Reproduce verbatim everything from the line containing "the squirrel's hind" down to the end of the rows below.

Named-object pointing rows
______________________________

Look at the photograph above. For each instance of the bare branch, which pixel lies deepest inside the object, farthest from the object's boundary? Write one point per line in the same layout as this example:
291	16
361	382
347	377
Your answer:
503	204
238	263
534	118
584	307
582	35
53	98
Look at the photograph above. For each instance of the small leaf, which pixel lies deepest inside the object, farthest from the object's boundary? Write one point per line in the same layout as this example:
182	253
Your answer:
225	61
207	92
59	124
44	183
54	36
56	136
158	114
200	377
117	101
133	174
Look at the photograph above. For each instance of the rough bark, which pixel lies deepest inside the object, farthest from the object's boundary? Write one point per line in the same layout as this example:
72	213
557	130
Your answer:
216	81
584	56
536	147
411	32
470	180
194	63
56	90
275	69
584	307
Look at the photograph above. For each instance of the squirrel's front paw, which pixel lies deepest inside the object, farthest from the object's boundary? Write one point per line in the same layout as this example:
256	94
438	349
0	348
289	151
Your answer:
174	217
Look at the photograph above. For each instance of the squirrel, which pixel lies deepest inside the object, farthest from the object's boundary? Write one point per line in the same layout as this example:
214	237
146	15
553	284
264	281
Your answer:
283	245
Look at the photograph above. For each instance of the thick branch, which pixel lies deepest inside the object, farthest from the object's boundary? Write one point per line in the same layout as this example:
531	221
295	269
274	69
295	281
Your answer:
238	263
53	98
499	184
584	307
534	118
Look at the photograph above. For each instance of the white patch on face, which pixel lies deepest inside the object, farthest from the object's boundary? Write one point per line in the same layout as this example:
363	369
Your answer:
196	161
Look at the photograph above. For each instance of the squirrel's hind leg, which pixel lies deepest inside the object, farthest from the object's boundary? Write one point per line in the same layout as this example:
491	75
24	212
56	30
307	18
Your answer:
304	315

______________________________

The response |
Look at the photograph above. For each instance of the squirrel's hind leg, which pixel lies deepest inside the object, farthest from the object's boundary? Write one point per line in the same layout as this example:
491	75
24	212
56	30
307	18
Your answer:
304	315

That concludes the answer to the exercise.